Coordinate annotation records:
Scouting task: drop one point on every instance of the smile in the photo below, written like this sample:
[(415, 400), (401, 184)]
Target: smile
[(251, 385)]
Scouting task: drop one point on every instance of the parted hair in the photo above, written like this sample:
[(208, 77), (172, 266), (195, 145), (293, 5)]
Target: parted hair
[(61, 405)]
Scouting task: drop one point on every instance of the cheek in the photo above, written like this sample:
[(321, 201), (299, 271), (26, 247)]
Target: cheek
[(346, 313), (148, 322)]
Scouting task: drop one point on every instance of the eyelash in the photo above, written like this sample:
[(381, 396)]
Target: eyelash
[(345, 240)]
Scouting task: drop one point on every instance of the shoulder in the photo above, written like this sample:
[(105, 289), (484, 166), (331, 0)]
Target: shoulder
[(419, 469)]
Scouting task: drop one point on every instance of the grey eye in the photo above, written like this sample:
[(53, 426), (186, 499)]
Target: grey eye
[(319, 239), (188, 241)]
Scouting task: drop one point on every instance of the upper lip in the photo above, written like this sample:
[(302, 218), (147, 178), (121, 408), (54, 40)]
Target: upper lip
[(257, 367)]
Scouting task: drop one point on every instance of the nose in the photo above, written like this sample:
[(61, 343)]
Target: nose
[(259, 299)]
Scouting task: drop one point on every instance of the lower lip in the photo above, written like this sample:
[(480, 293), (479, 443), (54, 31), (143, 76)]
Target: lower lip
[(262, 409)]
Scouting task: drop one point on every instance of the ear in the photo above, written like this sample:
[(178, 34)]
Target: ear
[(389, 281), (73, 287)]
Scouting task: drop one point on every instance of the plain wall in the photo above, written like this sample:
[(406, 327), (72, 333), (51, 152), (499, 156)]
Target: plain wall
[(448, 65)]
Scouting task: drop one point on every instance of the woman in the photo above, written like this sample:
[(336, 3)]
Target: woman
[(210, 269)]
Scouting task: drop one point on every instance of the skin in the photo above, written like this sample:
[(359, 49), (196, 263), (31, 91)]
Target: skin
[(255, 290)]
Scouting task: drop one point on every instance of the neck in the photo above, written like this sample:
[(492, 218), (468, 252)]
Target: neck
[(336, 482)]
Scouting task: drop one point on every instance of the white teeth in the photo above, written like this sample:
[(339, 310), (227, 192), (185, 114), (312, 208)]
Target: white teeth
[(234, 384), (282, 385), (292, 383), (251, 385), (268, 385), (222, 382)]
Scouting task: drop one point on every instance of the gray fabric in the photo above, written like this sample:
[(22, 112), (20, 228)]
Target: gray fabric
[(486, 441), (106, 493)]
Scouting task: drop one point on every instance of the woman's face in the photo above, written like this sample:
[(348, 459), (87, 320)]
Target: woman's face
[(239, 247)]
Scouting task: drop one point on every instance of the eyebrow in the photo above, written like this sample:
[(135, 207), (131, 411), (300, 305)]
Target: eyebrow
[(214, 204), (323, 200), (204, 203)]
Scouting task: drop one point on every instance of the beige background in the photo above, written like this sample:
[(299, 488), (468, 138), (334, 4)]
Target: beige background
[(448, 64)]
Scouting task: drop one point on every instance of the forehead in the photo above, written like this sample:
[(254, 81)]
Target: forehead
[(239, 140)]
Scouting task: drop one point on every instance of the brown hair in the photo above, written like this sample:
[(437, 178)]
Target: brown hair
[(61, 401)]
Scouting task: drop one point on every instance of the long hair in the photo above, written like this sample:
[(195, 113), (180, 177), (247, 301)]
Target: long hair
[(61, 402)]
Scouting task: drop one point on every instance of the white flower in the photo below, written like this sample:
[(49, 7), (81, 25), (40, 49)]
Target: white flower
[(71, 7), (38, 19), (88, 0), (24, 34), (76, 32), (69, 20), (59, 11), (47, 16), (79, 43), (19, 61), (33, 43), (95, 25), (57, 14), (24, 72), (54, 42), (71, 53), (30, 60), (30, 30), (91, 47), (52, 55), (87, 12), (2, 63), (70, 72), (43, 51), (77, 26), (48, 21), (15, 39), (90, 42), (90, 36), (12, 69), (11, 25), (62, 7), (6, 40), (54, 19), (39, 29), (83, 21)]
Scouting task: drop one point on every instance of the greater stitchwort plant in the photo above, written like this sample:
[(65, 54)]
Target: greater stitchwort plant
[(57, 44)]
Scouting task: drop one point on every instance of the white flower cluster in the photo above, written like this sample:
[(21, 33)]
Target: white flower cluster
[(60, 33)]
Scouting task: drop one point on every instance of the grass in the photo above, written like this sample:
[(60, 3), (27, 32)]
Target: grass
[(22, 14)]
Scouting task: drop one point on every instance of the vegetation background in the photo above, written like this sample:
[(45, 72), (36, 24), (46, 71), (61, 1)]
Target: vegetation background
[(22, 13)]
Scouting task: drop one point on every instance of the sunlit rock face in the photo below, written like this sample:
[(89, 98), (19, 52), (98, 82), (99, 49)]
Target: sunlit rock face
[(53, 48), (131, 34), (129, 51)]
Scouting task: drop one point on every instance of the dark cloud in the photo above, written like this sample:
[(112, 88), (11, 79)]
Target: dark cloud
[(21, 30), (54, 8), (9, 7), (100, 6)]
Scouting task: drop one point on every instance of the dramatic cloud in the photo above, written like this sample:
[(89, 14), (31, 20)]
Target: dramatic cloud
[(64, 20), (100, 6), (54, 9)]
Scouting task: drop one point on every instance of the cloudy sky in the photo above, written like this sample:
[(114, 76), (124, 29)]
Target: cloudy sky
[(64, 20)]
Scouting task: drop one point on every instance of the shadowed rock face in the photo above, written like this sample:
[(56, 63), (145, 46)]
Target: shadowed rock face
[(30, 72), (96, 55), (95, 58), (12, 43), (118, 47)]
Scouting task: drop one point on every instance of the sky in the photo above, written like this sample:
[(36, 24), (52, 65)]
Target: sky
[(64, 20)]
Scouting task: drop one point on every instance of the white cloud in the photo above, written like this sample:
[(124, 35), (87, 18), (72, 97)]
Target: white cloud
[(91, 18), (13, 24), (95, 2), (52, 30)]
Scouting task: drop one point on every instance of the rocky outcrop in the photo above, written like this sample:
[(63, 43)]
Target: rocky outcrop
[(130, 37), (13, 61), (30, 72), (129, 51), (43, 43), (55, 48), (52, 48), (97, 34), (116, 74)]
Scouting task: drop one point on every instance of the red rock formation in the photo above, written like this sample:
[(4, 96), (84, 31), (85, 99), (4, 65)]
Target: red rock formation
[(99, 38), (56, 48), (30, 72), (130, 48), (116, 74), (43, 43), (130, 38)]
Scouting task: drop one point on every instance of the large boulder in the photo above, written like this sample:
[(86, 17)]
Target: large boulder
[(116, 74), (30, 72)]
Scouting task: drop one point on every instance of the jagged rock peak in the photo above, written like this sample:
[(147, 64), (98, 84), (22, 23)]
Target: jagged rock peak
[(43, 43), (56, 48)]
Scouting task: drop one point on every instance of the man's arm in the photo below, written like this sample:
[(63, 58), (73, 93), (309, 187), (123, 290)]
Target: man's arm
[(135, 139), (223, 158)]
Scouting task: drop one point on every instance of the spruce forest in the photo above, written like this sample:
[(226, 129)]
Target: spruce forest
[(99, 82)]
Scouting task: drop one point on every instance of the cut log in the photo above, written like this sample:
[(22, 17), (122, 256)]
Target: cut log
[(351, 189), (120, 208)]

What is expected: Arrange every line of the material above as a numbered list, omitting any blank lines.

Answer to this problem:
1. Scouting task: drop one point on every instance of the smile in the photo below, written like this sample:
2. [(415, 400), (401, 184)]
3. Target: smile
4. [(251, 385)]
5. Scouting task: drop one point on every instance of the parted hair in the photo above, written like this sample:
6. [(208, 77), (172, 266), (195, 145), (293, 5)]
7. Target: parted hair
8. [(61, 405)]
9. Scouting task: drop one point on every instance of the cheek in the photo above, written like this sample:
10. [(321, 201), (299, 271), (26, 247)]
11. Target: cheek
12. [(346, 313), (148, 322)]
13. Scouting task: drop one point on every instance of the eyelash in the photo above, written like this sample:
14. [(381, 396)]
15. Target: eyelash
16. [(345, 240)]
17. Scouting task: drop one point on every instance of the shoulder in the photo above, written like this sample:
18. [(105, 289), (484, 166), (331, 0)]
19. Target: shoulder
20. [(419, 469)]
21. Scouting task: drop one point on every instance of the grey eye in the photo above, written like this sample:
22. [(53, 426), (186, 499)]
23. Target: grey eye
24. [(319, 239), (188, 241)]
25. Scouting task: drop one point on every instance of the upper lip in the photo above, written like this sample:
26. [(302, 218), (147, 178), (121, 408), (54, 40)]
27. Target: upper lip
28. [(257, 367)]
29. Scouting task: drop one point on every instance of the nose in the photo above, written like this sample:
30. [(61, 343)]
31. Target: nose
32. [(259, 299)]
33. Scouting task: drop one point on every instance of the lower lip in the photo above, written like this sample:
34. [(480, 293), (479, 443), (54, 31), (143, 76)]
35. Target: lower lip
36. [(262, 409)]
37. Scouting task: drop one point on every instance of the ear in the photo above, written like this sample:
38. [(178, 34)]
39. Target: ear
40. [(389, 281), (73, 287)]
41. Scouting task: drop one point on every instance of the plain wall in the photo above, written like this sample:
42. [(406, 327), (72, 333), (51, 152), (499, 156)]
43. Target: plain wall
44. [(448, 65)]
45. Scouting task: drop one point on every instance of the woman in the photo above, written like this sample:
46. [(336, 3)]
47. Target: woman
48. [(210, 269)]
49. Scouting task: drop one point on every instance of the skin in the photo above, written like this sample:
50. [(359, 49), (196, 263), (31, 91)]
51. Target: skin
52. [(255, 290)]
53. Scouting task: drop one point on every instance of the neck in the photo above, written like this sample:
54. [(492, 218), (468, 252)]
55. Target: neck
56. [(336, 482)]
57. Scouting task: drop one point on every instance of the white teeth in the photo above, written like this sample:
58. [(339, 310), (227, 192), (185, 114), (312, 208)]
59. Target: white teeth
60. [(234, 384), (282, 385), (292, 383), (251, 385), (268, 385), (222, 382)]
61. Scouting task: drop one point on every instance of the gray fabric in the photo above, written like this sample:
62. [(22, 112), (20, 228)]
63. Target: gray fabric
64. [(486, 441), (106, 493)]
65. Scouting task: drop one point on every instance of the woman's face in the photo above, written like this sample:
66. [(348, 459), (87, 320)]
67. Target: woman's face
68. [(239, 247)]
69. Scouting task: drop one point on every instance of the eyebrow in the photo above, written like this sample:
70. [(135, 207), (131, 411), (300, 305)]
71. Target: eyebrow
72. [(214, 204), (323, 200), (204, 203)]
73. Scouting task: drop one point on every instance of the beige background in the photo above, written like this sample:
74. [(299, 488), (468, 138), (334, 4)]
75. Target: beige background
76. [(448, 64)]
77. Scouting task: drop one point on every instance of the forehead in the photo above, written like this sample:
78. [(254, 81)]
79. Target: forehead
80. [(239, 140)]
81. Scouting task: drop one point on every instance of the brown hair in the photo above, written like this sample:
82. [(437, 178)]
83. Target: brown hair
84. [(61, 401)]
85. Scouting task: drop one point on every instance of the long hair in the photo above, written like this sample:
86. [(195, 113), (180, 177), (247, 301)]
87. Target: long hair
88. [(61, 402)]
89. Scouting task: drop one point on every instance of the white flower in the photo below, written like this sample:
90. [(49, 7), (81, 25), (40, 49)]
91. Target: white flower
92. [(71, 7), (38, 19), (88, 0), (24, 34), (76, 32), (69, 20), (59, 11), (47, 16), (79, 43), (19, 61), (33, 43), (95, 25), (57, 14), (24, 72), (54, 42), (71, 53), (30, 60), (30, 30), (91, 47), (52, 55), (87, 12), (2, 63), (70, 72), (43, 51), (77, 26), (48, 21), (15, 39), (90, 42), (90, 36), (12, 69), (11, 25), (62, 7), (6, 40), (54, 19), (39, 29), (83, 21)]
93. Scouting task: drop one point on every instance of the greater stitchwort plant in the photo above, written like this sample:
94. [(65, 54)]
95. Target: greater stitchwort plant
96. [(57, 44)]
97. Scouting task: drop one point on every instance of the white flower cluster in the photo above, written like this sample:
98. [(21, 33)]
99. Target: white flower cluster
100. [(60, 33)]
101. Scouting task: drop one point on every instance of the grass in the photo above, written like this sample:
102. [(60, 3), (27, 32)]
103. Target: grass
104. [(22, 14)]
105. Scouting task: drop one point on every instance of the vegetation background in the photo above, written like this sample:
106. [(45, 72), (36, 24), (46, 71), (61, 1)]
107. Target: vegetation background
108. [(22, 13)]
109. Scouting task: drop one point on every instance of the sunlit rock face in the photo below, written like this sample:
110. [(89, 98), (19, 52), (98, 82), (99, 49)]
111. Target: sunlit rock face
112. [(53, 48), (131, 34), (129, 51)]
113. Scouting task: drop one point on every instance of the dark cloud in the photo above, written like this sample:
114. [(112, 88), (11, 79)]
115. Target: dark cloud
116. [(21, 30), (54, 8), (9, 7), (100, 6)]
117. Scouting task: drop one point on every instance of the dramatic cloud in the photo above, written like this sample:
118. [(89, 14), (31, 20)]
119. Target: dramatic cloud
120. [(64, 20), (100, 6), (54, 9)]
121. Scouting task: drop one point on every instance of the cloudy sky in the photo above, written like this sample:
122. [(114, 76), (124, 29)]
123. Target: cloudy sky
124. [(64, 20)]
125. Scouting task: drop one point on every instance of the shadowed rock face in the photo above, written like this sample:
126. [(56, 63), (145, 46)]
127. Target: shadowed rock face
128. [(30, 72), (96, 55), (95, 58), (12, 43), (118, 47)]
129. Scouting task: drop one point on every instance of the sky in the photo above, written like this sample:
130. [(36, 24), (52, 65)]
131. Target: sky
132. [(64, 20)]
133. Scouting task: drop one point on every instance of the white cloud in the photo above, written like this sample:
134. [(124, 35), (87, 18), (72, 97)]
135. Target: white cloud
136. [(91, 18), (13, 24), (95, 2), (52, 30)]
137. Scouting task: drop one point on every instance of the rocky outcrop in the photo above, written like this sample:
138. [(63, 43)]
139. Target: rocky outcrop
140. [(130, 37), (13, 61), (30, 72), (129, 51), (43, 43), (55, 48), (52, 48), (97, 34), (116, 74)]
141. Scouting task: drop one point on every instance of the red rock formation in the photo above, written like this sample:
142. [(4, 96), (84, 31), (85, 99), (4, 65)]
143. Target: red rock formation
144. [(99, 38), (56, 48), (30, 72), (130, 48), (116, 74), (43, 43), (130, 38)]
145. Scouting task: drop one point on every instance of the large boulder in the photo above, written like this sample:
146. [(86, 17)]
147. Target: large boulder
148. [(116, 74), (30, 72)]
149. Scouting task: drop one point on every instance of the jagged rock peak in the photo above, written like this sample:
150. [(147, 64), (98, 84), (22, 23)]
151. Target: jagged rock peak
152. [(43, 43), (56, 48)]
153. Scouting task: drop one point on every instance of the man's arm in the photo below, written like this sample:
154. [(63, 58), (73, 93), (309, 187), (123, 290)]
155. Target: man's arm
156. [(135, 139), (223, 158)]
157. Scouting task: drop one point on every instance of the spruce forest in the photo above, written like this sample:
158. [(226, 129)]
159. Target: spruce forest
160. [(99, 82)]
161. Scouting task: drop one point on every instance of the cut log in the photo above, written like this sample:
162. [(22, 17), (122, 256)]
163. Target: cut log
164. [(351, 189), (120, 208)]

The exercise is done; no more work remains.